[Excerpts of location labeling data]

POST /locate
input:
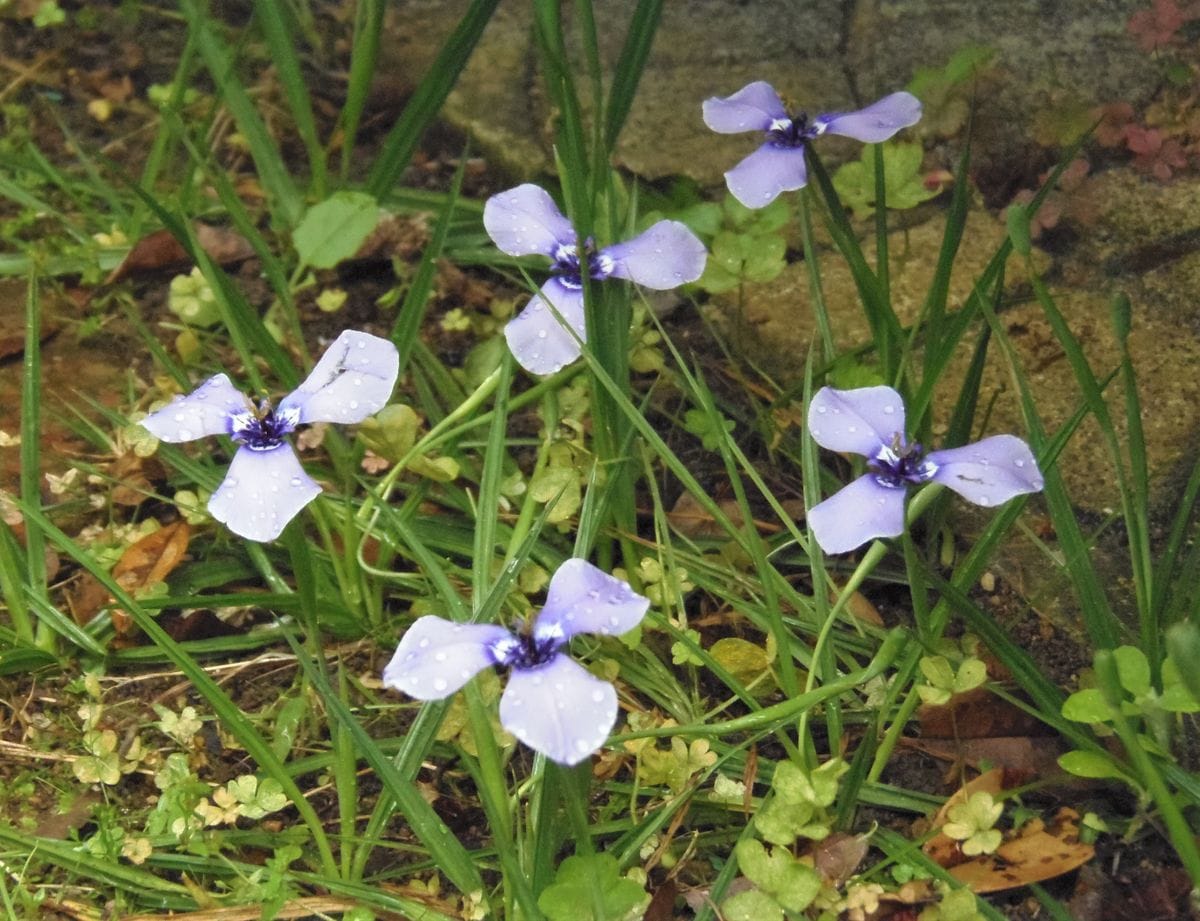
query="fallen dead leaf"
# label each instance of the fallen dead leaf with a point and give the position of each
(977, 714)
(1018, 754)
(691, 519)
(1037, 852)
(161, 251)
(838, 856)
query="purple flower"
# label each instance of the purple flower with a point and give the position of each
(551, 703)
(869, 421)
(265, 486)
(778, 166)
(525, 221)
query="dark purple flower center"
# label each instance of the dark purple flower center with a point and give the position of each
(791, 132)
(898, 464)
(567, 264)
(523, 651)
(264, 429)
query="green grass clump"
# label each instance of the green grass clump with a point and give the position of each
(264, 764)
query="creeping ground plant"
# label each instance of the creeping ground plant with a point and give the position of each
(869, 421)
(267, 486)
(778, 166)
(551, 703)
(525, 221)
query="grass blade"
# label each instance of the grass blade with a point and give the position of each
(283, 197)
(281, 41)
(229, 714)
(643, 25)
(425, 103)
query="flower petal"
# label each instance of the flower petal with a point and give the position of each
(437, 656)
(856, 421)
(353, 380)
(525, 221)
(559, 709)
(751, 108)
(262, 492)
(665, 256)
(539, 342)
(583, 599)
(856, 513)
(879, 121)
(759, 179)
(204, 411)
(990, 471)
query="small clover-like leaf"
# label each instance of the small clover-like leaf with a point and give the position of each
(972, 823)
(570, 896)
(181, 727)
(753, 904)
(1133, 669)
(1087, 706)
(791, 883)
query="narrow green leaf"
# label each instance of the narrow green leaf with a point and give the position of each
(281, 191)
(425, 103)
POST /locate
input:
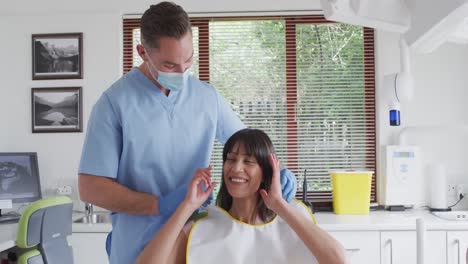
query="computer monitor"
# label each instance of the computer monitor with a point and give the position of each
(19, 178)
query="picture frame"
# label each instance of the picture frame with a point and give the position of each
(57, 56)
(57, 109)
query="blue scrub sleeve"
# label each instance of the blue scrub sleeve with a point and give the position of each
(103, 143)
(228, 122)
(168, 204)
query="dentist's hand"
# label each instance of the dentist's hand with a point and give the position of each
(200, 188)
(288, 184)
(273, 198)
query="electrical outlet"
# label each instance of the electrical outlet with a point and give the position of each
(64, 190)
(452, 192)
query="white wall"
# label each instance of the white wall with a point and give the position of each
(100, 22)
(58, 153)
(435, 116)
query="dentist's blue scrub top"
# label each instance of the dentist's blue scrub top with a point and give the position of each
(152, 143)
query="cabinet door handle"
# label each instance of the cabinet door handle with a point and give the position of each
(457, 241)
(353, 249)
(391, 250)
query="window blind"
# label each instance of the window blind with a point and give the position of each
(308, 82)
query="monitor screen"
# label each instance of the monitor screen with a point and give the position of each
(19, 177)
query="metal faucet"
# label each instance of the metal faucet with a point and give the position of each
(89, 209)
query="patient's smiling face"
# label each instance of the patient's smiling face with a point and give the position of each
(242, 173)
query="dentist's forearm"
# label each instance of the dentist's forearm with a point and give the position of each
(161, 246)
(115, 197)
(324, 247)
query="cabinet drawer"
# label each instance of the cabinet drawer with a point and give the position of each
(361, 247)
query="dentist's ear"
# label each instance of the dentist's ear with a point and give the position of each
(142, 52)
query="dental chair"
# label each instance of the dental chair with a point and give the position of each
(43, 232)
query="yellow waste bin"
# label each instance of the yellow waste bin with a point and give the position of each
(351, 191)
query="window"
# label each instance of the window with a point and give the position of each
(308, 82)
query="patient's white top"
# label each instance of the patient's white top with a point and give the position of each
(219, 238)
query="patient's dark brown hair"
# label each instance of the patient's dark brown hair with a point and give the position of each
(257, 144)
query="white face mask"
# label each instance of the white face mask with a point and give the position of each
(174, 81)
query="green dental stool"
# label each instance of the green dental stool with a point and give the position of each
(43, 232)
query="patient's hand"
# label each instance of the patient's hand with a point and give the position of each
(274, 198)
(199, 188)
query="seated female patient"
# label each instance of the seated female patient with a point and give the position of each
(252, 222)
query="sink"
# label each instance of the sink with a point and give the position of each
(94, 219)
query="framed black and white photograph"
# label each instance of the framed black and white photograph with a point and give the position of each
(57, 56)
(56, 109)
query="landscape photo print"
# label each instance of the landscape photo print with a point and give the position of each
(56, 109)
(57, 56)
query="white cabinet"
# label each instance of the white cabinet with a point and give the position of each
(436, 246)
(361, 247)
(457, 247)
(398, 247)
(89, 248)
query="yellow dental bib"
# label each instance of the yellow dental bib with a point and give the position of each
(219, 238)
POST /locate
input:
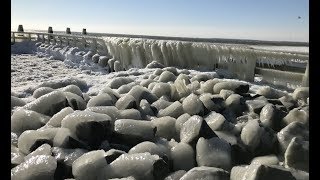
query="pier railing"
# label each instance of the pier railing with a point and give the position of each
(98, 45)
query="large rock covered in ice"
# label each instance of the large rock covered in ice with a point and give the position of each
(30, 140)
(237, 87)
(103, 99)
(300, 114)
(48, 104)
(42, 91)
(214, 152)
(89, 166)
(174, 110)
(192, 105)
(35, 168)
(194, 128)
(297, 154)
(167, 76)
(140, 92)
(205, 172)
(212, 102)
(301, 93)
(152, 148)
(88, 126)
(270, 92)
(22, 120)
(295, 129)
(126, 102)
(175, 175)
(165, 127)
(75, 101)
(115, 83)
(139, 165)
(162, 89)
(15, 101)
(182, 156)
(132, 132)
(56, 119)
(261, 172)
(271, 116)
(155, 64)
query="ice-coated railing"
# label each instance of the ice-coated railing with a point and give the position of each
(138, 52)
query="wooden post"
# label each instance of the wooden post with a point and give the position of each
(84, 31)
(13, 38)
(68, 31)
(20, 28)
(305, 79)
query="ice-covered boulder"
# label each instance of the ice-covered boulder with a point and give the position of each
(300, 114)
(140, 92)
(192, 105)
(194, 128)
(152, 148)
(217, 122)
(260, 171)
(73, 89)
(294, 129)
(207, 87)
(224, 93)
(266, 160)
(270, 92)
(88, 126)
(103, 61)
(146, 166)
(111, 111)
(35, 168)
(103, 99)
(129, 114)
(175, 175)
(155, 64)
(115, 83)
(212, 102)
(89, 166)
(167, 76)
(22, 120)
(301, 93)
(75, 102)
(214, 152)
(162, 89)
(237, 87)
(42, 91)
(15, 101)
(132, 132)
(44, 149)
(30, 140)
(205, 172)
(255, 105)
(165, 127)
(126, 102)
(95, 58)
(48, 104)
(297, 154)
(174, 110)
(55, 120)
(271, 116)
(183, 157)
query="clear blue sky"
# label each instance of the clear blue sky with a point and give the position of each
(241, 19)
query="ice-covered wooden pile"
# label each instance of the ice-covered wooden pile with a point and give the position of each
(169, 125)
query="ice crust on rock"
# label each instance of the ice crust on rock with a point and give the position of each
(154, 122)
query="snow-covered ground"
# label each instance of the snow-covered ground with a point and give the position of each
(188, 124)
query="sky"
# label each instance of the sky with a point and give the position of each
(275, 20)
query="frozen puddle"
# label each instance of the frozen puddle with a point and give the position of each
(72, 120)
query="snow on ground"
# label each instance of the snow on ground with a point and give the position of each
(30, 68)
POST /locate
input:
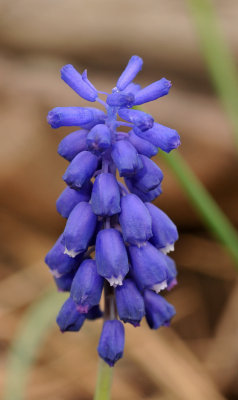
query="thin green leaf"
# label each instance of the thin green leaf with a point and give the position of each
(218, 58)
(104, 381)
(35, 326)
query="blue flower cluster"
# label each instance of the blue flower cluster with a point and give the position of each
(114, 239)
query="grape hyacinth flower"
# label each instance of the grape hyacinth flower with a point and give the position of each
(115, 241)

• _DIRECTIVE_:
State how many lines in the rows above contain the string "seated". Give only the number.

• _SOLVED EXERCISE_:
2